Stored data entries

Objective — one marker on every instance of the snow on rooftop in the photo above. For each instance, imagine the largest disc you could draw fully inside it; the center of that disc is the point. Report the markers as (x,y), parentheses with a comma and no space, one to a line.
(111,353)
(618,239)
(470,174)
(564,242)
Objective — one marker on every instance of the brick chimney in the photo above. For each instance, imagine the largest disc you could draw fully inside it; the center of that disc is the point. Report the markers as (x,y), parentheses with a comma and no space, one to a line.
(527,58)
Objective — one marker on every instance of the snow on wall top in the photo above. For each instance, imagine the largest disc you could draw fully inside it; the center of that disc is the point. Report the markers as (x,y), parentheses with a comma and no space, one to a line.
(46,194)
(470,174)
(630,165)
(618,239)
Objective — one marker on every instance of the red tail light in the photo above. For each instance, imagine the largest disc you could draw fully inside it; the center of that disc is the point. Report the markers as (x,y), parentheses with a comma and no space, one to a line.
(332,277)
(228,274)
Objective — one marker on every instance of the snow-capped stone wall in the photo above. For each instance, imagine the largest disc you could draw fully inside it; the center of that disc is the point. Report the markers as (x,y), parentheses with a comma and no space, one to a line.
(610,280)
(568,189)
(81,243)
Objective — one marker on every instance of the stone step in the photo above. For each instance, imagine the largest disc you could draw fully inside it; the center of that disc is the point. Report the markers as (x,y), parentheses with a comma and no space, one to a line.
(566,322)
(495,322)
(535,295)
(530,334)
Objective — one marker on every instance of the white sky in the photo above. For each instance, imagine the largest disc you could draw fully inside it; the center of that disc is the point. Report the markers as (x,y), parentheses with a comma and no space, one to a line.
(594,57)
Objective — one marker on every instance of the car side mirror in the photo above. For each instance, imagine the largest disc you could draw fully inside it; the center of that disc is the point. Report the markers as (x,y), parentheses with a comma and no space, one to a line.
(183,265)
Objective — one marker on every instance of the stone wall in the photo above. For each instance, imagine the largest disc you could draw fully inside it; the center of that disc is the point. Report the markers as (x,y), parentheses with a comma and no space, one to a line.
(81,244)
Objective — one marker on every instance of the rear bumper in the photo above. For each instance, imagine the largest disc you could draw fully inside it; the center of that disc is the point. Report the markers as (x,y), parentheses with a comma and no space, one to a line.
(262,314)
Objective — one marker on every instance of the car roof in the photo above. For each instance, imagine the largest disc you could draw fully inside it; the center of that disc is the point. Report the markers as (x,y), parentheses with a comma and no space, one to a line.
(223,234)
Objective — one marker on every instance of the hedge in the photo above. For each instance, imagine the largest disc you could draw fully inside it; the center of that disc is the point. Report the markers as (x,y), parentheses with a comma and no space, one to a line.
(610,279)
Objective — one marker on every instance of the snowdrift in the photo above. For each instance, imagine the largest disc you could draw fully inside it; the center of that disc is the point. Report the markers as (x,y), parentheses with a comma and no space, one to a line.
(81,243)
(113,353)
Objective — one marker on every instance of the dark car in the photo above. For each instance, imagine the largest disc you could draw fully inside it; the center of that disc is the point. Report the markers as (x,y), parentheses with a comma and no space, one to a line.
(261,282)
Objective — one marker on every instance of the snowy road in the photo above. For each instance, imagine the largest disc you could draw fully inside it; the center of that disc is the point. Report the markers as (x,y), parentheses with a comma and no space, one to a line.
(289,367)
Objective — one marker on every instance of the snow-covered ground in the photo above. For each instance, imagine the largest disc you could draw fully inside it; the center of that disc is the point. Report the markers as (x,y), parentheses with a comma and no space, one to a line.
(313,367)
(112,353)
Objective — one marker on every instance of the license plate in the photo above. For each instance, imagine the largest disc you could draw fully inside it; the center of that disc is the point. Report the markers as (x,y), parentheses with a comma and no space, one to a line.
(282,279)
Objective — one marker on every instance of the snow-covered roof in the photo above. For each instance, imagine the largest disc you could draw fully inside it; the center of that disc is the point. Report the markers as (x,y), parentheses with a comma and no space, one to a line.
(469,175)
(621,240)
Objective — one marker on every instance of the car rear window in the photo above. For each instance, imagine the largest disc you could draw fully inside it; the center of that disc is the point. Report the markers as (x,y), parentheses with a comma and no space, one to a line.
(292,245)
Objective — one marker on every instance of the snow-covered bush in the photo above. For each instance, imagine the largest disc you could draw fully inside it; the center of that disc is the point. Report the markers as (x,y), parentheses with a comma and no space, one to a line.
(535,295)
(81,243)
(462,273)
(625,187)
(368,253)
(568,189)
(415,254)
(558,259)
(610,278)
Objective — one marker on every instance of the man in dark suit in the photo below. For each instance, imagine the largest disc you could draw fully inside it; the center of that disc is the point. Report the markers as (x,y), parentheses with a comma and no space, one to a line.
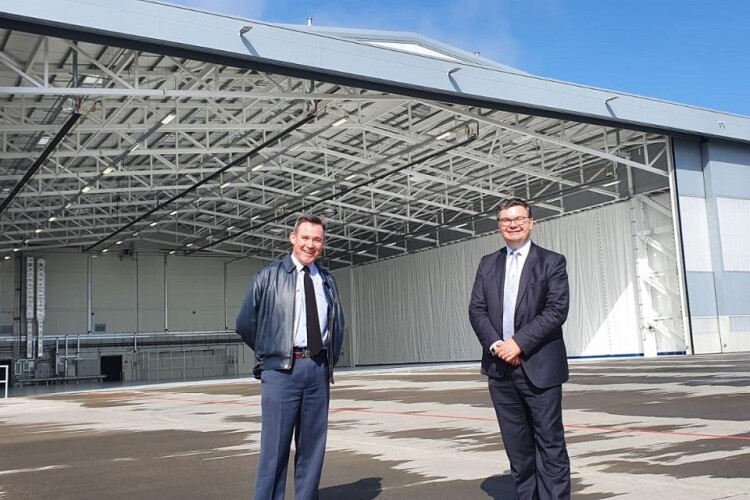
(518,306)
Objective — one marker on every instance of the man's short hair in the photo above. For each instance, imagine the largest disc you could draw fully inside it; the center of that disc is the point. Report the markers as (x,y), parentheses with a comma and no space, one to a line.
(312,219)
(514,202)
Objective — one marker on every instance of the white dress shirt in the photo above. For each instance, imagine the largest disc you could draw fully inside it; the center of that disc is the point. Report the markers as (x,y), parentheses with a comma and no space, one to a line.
(300,318)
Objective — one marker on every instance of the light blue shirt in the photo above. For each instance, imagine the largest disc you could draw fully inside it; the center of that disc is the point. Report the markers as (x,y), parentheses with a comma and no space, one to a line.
(300,316)
(523,253)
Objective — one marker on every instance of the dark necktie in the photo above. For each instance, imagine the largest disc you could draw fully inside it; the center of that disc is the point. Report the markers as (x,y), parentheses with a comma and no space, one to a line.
(510,295)
(314,340)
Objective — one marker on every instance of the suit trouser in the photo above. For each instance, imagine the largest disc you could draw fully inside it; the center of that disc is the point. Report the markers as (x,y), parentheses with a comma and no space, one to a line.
(293,402)
(533,435)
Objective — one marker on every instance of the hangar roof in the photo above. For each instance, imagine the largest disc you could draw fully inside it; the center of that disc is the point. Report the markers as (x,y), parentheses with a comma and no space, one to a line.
(142,125)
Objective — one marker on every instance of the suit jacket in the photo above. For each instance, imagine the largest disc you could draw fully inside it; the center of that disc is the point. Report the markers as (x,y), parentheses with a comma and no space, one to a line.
(541,310)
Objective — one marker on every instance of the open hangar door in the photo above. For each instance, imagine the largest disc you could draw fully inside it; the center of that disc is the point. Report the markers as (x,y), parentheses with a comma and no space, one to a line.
(123,146)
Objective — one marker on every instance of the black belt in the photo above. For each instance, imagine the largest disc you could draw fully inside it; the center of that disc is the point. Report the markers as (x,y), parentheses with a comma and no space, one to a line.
(304,352)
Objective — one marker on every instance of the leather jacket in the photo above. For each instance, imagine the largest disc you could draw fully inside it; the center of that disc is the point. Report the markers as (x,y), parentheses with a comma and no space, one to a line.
(266,319)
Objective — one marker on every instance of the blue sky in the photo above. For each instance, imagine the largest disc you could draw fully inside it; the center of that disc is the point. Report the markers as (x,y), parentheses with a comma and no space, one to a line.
(693,52)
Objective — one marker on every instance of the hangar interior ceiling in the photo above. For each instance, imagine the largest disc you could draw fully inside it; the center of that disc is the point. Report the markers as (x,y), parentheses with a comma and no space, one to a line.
(112,149)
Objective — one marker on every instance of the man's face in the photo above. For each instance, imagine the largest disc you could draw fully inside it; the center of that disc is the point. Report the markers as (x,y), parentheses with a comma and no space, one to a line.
(518,231)
(307,242)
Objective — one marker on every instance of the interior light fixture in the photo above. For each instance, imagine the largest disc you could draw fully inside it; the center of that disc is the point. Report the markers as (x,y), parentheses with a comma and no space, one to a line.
(91,80)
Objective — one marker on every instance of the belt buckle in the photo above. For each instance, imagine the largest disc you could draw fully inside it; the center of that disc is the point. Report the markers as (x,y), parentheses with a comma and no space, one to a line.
(302,353)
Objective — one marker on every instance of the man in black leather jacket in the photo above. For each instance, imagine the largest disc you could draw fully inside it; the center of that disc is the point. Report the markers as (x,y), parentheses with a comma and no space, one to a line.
(296,350)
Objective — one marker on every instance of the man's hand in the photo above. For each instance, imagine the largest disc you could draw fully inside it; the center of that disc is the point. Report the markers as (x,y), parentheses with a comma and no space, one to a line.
(509,352)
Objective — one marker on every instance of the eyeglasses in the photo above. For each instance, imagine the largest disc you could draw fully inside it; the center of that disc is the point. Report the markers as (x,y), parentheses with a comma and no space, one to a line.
(518,221)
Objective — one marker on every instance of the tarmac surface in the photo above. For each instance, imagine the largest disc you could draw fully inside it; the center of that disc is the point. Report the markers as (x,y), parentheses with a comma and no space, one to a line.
(674,428)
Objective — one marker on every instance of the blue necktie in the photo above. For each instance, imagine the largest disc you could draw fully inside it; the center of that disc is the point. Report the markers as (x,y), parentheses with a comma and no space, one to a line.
(510,293)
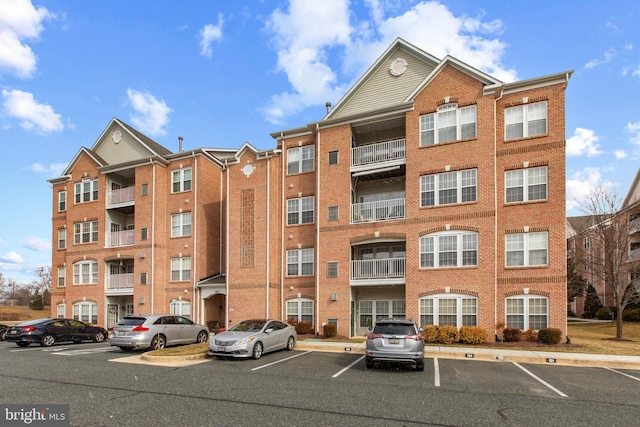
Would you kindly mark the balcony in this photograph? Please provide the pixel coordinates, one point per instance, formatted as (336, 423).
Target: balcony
(381, 210)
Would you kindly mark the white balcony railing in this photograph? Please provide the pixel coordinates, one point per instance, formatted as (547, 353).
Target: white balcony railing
(120, 238)
(120, 281)
(378, 211)
(122, 195)
(389, 268)
(378, 153)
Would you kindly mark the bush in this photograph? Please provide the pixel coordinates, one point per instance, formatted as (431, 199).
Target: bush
(549, 335)
(430, 333)
(473, 334)
(330, 330)
(448, 334)
(512, 334)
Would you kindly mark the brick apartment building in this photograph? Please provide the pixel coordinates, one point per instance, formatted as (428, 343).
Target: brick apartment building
(430, 190)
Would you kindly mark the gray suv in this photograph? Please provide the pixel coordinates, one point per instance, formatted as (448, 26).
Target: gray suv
(156, 331)
(397, 341)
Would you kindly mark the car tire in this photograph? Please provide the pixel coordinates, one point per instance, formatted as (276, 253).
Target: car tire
(257, 350)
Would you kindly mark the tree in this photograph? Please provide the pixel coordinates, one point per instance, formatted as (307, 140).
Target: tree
(611, 237)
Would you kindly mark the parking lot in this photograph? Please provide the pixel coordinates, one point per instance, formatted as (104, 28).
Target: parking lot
(106, 386)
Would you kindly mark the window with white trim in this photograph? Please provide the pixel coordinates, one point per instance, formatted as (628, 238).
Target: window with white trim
(449, 309)
(86, 191)
(448, 188)
(181, 180)
(300, 262)
(527, 249)
(300, 211)
(527, 311)
(525, 185)
(525, 120)
(180, 269)
(300, 159)
(181, 224)
(449, 123)
(449, 249)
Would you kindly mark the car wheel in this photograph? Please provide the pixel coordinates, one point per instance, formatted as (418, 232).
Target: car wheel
(291, 342)
(202, 337)
(47, 340)
(257, 350)
(158, 342)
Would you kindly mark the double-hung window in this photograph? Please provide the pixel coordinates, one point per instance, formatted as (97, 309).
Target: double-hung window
(448, 188)
(300, 159)
(449, 123)
(300, 211)
(525, 120)
(527, 249)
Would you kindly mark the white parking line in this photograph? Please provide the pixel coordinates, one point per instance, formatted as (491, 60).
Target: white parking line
(622, 373)
(540, 380)
(278, 361)
(336, 375)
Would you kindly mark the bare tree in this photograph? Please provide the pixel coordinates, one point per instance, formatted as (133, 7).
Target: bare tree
(610, 237)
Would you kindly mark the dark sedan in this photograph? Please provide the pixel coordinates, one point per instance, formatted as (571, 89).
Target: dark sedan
(47, 332)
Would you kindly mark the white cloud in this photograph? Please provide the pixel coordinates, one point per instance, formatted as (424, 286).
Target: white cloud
(209, 34)
(20, 20)
(33, 115)
(583, 143)
(150, 115)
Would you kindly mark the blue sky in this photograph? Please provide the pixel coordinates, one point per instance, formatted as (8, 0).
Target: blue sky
(220, 73)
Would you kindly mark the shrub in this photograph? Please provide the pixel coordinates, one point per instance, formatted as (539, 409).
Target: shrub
(448, 334)
(430, 333)
(549, 335)
(512, 334)
(330, 330)
(473, 334)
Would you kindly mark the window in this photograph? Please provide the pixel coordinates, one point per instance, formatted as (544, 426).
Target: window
(85, 232)
(527, 249)
(527, 311)
(447, 249)
(300, 211)
(86, 191)
(524, 185)
(85, 273)
(181, 180)
(300, 262)
(180, 269)
(62, 238)
(449, 123)
(181, 224)
(62, 201)
(86, 312)
(449, 309)
(525, 120)
(450, 187)
(300, 159)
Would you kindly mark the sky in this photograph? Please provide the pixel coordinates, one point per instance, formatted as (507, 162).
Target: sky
(221, 73)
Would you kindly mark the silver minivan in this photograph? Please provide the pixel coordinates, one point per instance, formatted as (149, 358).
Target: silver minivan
(156, 331)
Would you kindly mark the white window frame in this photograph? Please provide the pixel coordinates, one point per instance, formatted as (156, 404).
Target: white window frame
(527, 310)
(180, 269)
(449, 116)
(448, 181)
(297, 260)
(526, 243)
(527, 180)
(181, 224)
(463, 307)
(296, 209)
(519, 121)
(300, 159)
(443, 242)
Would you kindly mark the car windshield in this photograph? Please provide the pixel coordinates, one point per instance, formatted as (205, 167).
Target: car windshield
(249, 326)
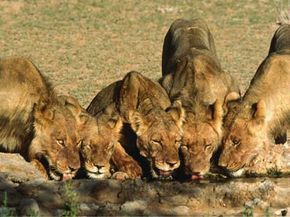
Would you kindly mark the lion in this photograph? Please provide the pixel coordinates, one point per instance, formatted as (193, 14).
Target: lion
(34, 123)
(192, 74)
(157, 125)
(100, 135)
(263, 115)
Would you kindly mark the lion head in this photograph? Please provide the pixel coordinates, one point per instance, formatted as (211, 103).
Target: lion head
(200, 140)
(55, 142)
(244, 139)
(159, 136)
(98, 135)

** ABOUT THIS TASK **
I need the lines from the one holding "Would you kindly mark the car windshield" through the last line of the entries set down exactly, with every picture left out.

** ANSWER SPACE **
Would you kindly mark the car windshield in this photograph? Please provide the pixel coordinates, one point per instance, formatted as (205, 167).
Target: car windshield
(249, 326)
Would you kindly mark the lion in this photograph? Please provide the pixel coordinates, one point per instance, formatted as (193, 14).
Target: lion
(34, 123)
(192, 74)
(157, 125)
(100, 135)
(263, 115)
Would you kindly mark the lion head in this photograph? Please provide the pixel coordinates, one point per instance, formatted as (211, 103).
Target: lion head
(200, 140)
(55, 142)
(244, 139)
(159, 136)
(98, 135)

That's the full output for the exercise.